(Natural-language object grounding data)
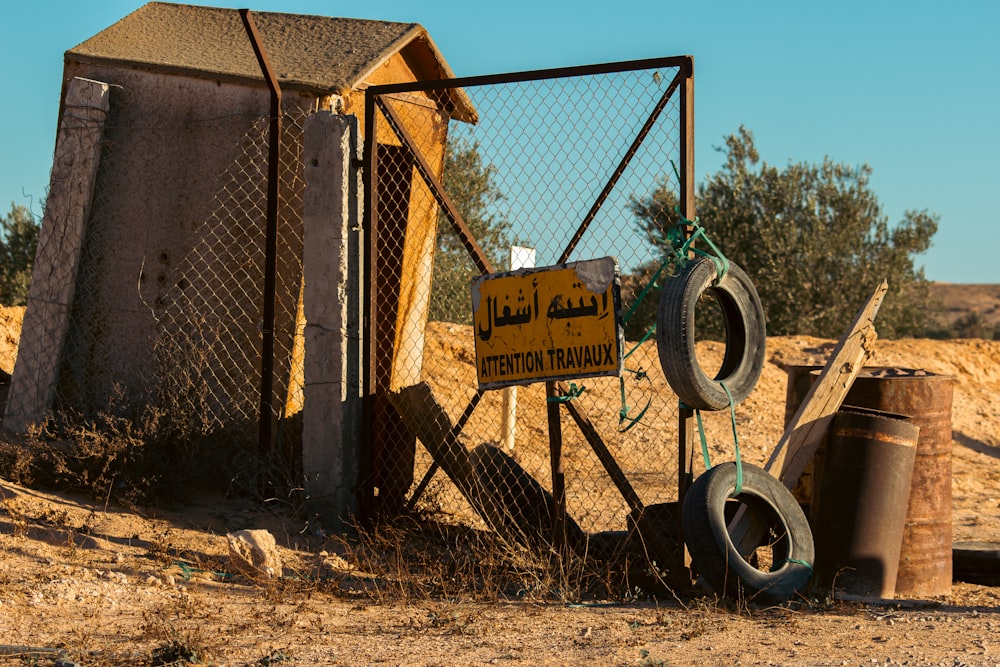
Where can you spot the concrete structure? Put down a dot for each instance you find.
(173, 94)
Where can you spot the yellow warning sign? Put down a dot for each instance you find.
(549, 323)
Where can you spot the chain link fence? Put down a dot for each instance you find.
(168, 312)
(555, 163)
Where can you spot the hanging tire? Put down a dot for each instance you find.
(745, 335)
(787, 544)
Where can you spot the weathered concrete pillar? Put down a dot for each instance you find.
(332, 266)
(60, 241)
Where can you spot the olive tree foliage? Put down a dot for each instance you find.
(471, 186)
(813, 239)
(18, 239)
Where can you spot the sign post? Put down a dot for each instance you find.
(520, 258)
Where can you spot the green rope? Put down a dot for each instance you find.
(793, 561)
(736, 440)
(623, 412)
(704, 441)
(645, 290)
(573, 392)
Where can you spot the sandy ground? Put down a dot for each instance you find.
(107, 585)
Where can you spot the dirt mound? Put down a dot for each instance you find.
(110, 586)
(10, 334)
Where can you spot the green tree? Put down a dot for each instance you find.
(471, 185)
(813, 238)
(18, 239)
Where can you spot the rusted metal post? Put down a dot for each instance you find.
(270, 250)
(552, 397)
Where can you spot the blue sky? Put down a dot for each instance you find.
(911, 88)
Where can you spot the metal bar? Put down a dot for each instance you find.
(604, 455)
(534, 75)
(622, 166)
(437, 189)
(270, 249)
(454, 433)
(685, 416)
(366, 459)
(552, 394)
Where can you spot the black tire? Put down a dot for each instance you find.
(515, 505)
(746, 337)
(716, 558)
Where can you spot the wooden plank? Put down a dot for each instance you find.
(806, 430)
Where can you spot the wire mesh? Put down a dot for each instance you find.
(527, 174)
(169, 309)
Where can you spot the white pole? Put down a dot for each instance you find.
(520, 258)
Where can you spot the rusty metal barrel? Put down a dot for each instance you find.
(860, 514)
(925, 567)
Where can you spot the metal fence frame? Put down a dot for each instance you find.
(683, 86)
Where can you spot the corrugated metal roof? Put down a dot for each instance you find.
(323, 54)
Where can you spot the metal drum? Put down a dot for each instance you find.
(860, 513)
(925, 567)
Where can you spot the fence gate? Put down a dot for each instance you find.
(558, 161)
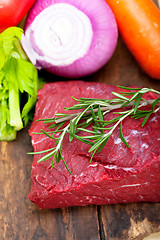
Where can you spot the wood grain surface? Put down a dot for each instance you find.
(22, 220)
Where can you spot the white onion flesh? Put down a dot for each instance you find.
(66, 41)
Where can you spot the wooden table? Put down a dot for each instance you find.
(22, 220)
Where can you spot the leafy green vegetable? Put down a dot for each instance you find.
(18, 84)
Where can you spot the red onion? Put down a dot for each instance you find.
(70, 38)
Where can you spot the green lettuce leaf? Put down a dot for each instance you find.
(18, 84)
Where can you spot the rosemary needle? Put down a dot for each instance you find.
(92, 112)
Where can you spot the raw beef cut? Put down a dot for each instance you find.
(116, 175)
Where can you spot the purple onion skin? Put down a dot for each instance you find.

- _Directions for this task_
No picture should be included when the data are set down again exactly.

- _Answer section_
Where can you spot the concrete structure? Put down a dot for each instance you find.
(173, 94)
Where can you spot the yellow warning sign? Put down a dot for each instance you find.
(549, 323)
Where can you spot the chain link fence? Put down a dot for each instance you find.
(168, 312)
(555, 163)
Where can you spot the hanging tire? Put down a dot for each instance you find.
(745, 335)
(787, 544)
Where can you spot the weathered concrete pillar? Put down a dot for each instance you find.
(332, 266)
(60, 241)
Where can you spot the olive tree foliage? Put down a dot for each instance you find.
(471, 186)
(813, 239)
(18, 239)
Where can you spot the sign post? Put down a dot for each instance you find.
(520, 258)
Where can you spot the green rope? Put down a dot for each instance you find.
(793, 561)
(736, 440)
(623, 412)
(704, 441)
(645, 290)
(573, 392)
Where can you spot the sandy ground? Put down a dot for each instance you find.
(107, 585)
Where can you spot the dirt mound? Put down a dot for each instance you find.
(110, 586)
(10, 334)
Where can you spot the green tree? Put down a dot for each instance you find.
(471, 185)
(813, 238)
(18, 239)
Where can you spot the rusted metal post? Put down a dot for each instance you find.
(270, 250)
(552, 397)
Where can you spot the blue sky? Put down a dot for each instance you find.
(911, 88)
Where can you spot the metal bar? Put down a dot for each instance you find.
(604, 455)
(534, 75)
(622, 166)
(437, 189)
(270, 249)
(454, 433)
(685, 416)
(366, 459)
(552, 394)
Where can you spot the black tire? Put down a dot for each instance you find.
(515, 505)
(746, 337)
(716, 558)
Where can you spot the wooden plank? Put down a dot for each instance you find.
(806, 430)
Where can you spot the wire mesh? Put down a dot for each instance you find.
(527, 174)
(169, 309)
Where can you spot the white pole? Put down a dot for each instance you find.
(520, 258)
Where can you spot the rusty metal barrel? Put down a dot for each instance you find.
(860, 514)
(925, 567)
Where can you spot the metal fence frame? Put down a dot for each instance you find.
(683, 86)
Where can you spot the corrugated metal roof? Put down a dot for each instance you find.
(323, 54)
Where can you spot the metal drum? Put down a dot for each instance you find.
(860, 513)
(925, 567)
Where can you spot the fence gate? Put down a dot for each instance you find.
(558, 161)
Where can you spot the wood grain surface? Put down a dot for each instance you find.
(22, 220)
Where can you spot the white onion flesh? Put down a dot for each instance you find.
(66, 41)
Where can you spot the wooden table? Put down a dot for each instance you find.
(22, 220)
Where can you spot the leafy green vegetable? Put down a dot for each instance you find.
(18, 84)
Where can you spot the red onion? Put down a dot for each instance you find.
(70, 38)
Where can you spot the green lettuce leaf? Put down a dot for each instance you find.
(18, 84)
Where can you spot the rosemary needle? Put down a dot for each instance you find.
(92, 112)
Where can you spot the raw beef cut? Put down a dot for each instance you find.
(116, 175)
Where can you spot the purple onion skin? Put down a dot for each instance you find.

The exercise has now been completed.